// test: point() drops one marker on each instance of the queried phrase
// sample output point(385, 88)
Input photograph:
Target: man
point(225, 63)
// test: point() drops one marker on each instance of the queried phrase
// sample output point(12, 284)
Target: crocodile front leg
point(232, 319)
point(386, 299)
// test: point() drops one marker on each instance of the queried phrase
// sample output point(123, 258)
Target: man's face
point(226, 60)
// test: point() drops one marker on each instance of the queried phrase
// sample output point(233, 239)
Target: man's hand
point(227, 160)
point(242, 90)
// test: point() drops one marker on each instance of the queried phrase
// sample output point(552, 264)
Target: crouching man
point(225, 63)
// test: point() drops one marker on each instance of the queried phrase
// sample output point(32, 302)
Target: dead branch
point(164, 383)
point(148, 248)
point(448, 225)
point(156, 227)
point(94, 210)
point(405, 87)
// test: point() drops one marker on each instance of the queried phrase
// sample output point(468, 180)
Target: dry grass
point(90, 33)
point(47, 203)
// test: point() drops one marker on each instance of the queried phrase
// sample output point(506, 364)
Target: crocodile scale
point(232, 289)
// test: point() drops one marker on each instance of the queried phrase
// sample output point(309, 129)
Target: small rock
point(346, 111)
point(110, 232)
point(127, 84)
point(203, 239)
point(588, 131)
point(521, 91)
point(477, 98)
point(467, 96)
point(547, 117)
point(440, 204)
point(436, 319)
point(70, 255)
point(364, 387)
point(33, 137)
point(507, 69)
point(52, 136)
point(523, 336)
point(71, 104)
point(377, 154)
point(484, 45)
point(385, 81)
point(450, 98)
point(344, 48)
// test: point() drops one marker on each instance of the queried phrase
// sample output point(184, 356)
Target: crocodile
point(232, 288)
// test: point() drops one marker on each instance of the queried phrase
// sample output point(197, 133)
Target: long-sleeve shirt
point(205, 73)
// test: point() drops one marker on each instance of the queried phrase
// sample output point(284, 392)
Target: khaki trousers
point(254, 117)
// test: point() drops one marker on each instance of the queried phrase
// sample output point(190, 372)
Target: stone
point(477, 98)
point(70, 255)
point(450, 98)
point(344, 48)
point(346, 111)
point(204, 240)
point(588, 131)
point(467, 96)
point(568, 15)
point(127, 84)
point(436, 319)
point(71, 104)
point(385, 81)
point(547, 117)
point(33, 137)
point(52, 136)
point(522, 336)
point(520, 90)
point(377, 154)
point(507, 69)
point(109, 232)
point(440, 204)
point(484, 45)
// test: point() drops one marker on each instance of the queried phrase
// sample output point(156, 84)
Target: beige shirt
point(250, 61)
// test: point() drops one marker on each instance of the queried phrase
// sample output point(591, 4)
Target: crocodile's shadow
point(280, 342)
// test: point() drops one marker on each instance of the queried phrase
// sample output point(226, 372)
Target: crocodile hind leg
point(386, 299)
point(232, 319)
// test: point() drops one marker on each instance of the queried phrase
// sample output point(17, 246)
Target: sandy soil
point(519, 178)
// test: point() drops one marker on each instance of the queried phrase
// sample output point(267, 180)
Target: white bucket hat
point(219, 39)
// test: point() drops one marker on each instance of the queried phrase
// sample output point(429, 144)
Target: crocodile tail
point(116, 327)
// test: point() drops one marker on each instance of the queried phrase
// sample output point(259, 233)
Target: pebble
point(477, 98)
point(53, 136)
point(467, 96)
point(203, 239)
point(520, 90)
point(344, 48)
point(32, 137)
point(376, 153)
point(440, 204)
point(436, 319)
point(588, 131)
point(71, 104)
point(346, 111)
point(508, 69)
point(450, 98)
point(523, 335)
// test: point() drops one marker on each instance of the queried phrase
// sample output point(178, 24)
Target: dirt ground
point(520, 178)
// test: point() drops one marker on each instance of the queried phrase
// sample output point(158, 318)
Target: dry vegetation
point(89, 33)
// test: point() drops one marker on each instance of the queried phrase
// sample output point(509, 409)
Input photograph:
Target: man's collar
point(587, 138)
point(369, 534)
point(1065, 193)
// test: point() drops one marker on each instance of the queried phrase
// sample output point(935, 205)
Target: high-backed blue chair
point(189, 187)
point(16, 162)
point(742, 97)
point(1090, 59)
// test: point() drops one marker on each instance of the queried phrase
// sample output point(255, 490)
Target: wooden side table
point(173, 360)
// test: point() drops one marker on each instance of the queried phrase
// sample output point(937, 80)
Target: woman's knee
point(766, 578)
****
# DO THIS
Rewrite all the records, changing every "Target" to "Query" and keeping everything else the same.

# THE COMPLETED TASK
// test: point() drops one marker on each instance of the queried phrase
// sample output point(385, 88)
Input photograph:
Query: man
point(225, 63)
// test: point() drops one marker on each instance of the queried phrase
// sample output point(12, 284)
Query: crocodile front leg
point(232, 319)
point(386, 299)
// test: point() drops one marker on each instance of the queried phrase
// sample output point(123, 258)
Query: man's face
point(226, 60)
// test: point() drops one marker on each instance of the queried phrase
// sample output point(233, 239)
Query: man's hand
point(227, 160)
point(242, 90)
// test: point() drops one marker on each instance of the queried phrase
// sample output point(552, 264)
Query: crouching man
point(225, 63)
// test: point() drops one marker on each instance of the queried phrase
// sample output point(32, 302)
Query: dead branch
point(164, 383)
point(148, 248)
point(448, 225)
point(156, 227)
point(94, 210)
point(405, 87)
// test: point() drops one marker on each instance of the queried phrase
// sample output point(468, 180)
Query: dry grass
point(90, 33)
point(47, 203)
// test: point() drops one marker on each instance of the queried phrase
// sample output point(506, 364)
Query: crocodile scale
point(232, 289)
// test: point() drops one marker on each instance of the queried phrase
// sample output point(309, 129)
Query: small rock
point(346, 111)
point(110, 232)
point(127, 84)
point(203, 239)
point(588, 131)
point(521, 91)
point(477, 98)
point(467, 96)
point(547, 117)
point(440, 204)
point(436, 319)
point(70, 255)
point(364, 387)
point(33, 137)
point(507, 69)
point(52, 136)
point(523, 336)
point(71, 104)
point(377, 154)
point(484, 45)
point(385, 81)
point(450, 98)
point(344, 48)
// test: point() drops one marker on each instance of the queried phrase
// sample output point(184, 356)
Query: crocodile
point(232, 288)
// test: point() drops one marker on each instance of the queried phrase
// sample output point(197, 133)
Query: long-sleeve shirt
point(205, 73)
// test: point() drops one marker on each instance of the queried phrase
// sample output point(284, 392)
Query: khaki trousers
point(254, 117)
// test: point() drops one marker on each instance of the queried phrase
// sample output point(190, 372)
Query: stone
point(477, 98)
point(70, 255)
point(450, 98)
point(344, 48)
point(346, 111)
point(204, 240)
point(588, 131)
point(467, 96)
point(568, 15)
point(127, 84)
point(436, 319)
point(71, 104)
point(385, 81)
point(547, 117)
point(33, 137)
point(52, 136)
point(522, 336)
point(520, 90)
point(377, 154)
point(507, 69)
point(109, 232)
point(440, 204)
point(484, 45)
// test: point() drops one marker on each instance of the queried phrase
// sample output point(156, 84)
Query: beige shirt
point(250, 61)
// test: point() drops one marker on each instance of the queried phrase
// sample output point(591, 4)
Query: crocodile's shadow
point(280, 342)
// test: point() drops one marker on each instance of the queried phrase
// sample output point(226, 372)
Query: crocodile hind leg
point(386, 299)
point(232, 319)
// test: point() drops one marker on each instance of the queried phrase
// sample output point(17, 246)
Query: sandy soil
point(519, 178)
// test: point() drops one marker on each instance of the queried phrase
// sample output point(267, 180)
Query: white bucket hat
point(219, 39)
// test: point() drops one marker on each instance of the queried phrase
// sample output point(429, 144)
Query: crocodile tail
point(116, 327)
// test: point() drops one marker on each instance of the queried phrase
// sample output point(259, 233)
Query: pebble
point(477, 98)
point(53, 136)
point(467, 96)
point(203, 239)
point(520, 90)
point(344, 48)
point(32, 137)
point(376, 153)
point(440, 204)
point(436, 319)
point(588, 131)
point(71, 104)
point(346, 111)
point(508, 69)
point(450, 98)
point(523, 335)
// test: point() drops one marker on each instance of the queried phrase
// sample output point(178, 24)
Query: dirt ground
point(520, 178)
// test: point() drops one marker on each instance of the queried phrase
// sample output point(158, 318)
Query: dry vegetation
point(89, 33)
// test: point() drops one marker on each instance of the queried phrase
// sample output point(509, 409)
Input photograph:
Query: man's collar
point(587, 138)
point(369, 534)
point(1065, 193)
// test: point() drops one marker on each instance of the queried phrase
// sample output point(935, 205)
Query: high-backed blue chair
point(189, 187)
point(16, 162)
point(742, 97)
point(1090, 59)
// test: point() drops one marker on each instance of the queried phrase
// sample output point(255, 490)
Query: wooden side table
point(173, 360)
// test: point() drops one marker on each instance of the queried phrase
// sample output point(937, 80)
Query: woman's knee
point(766, 578)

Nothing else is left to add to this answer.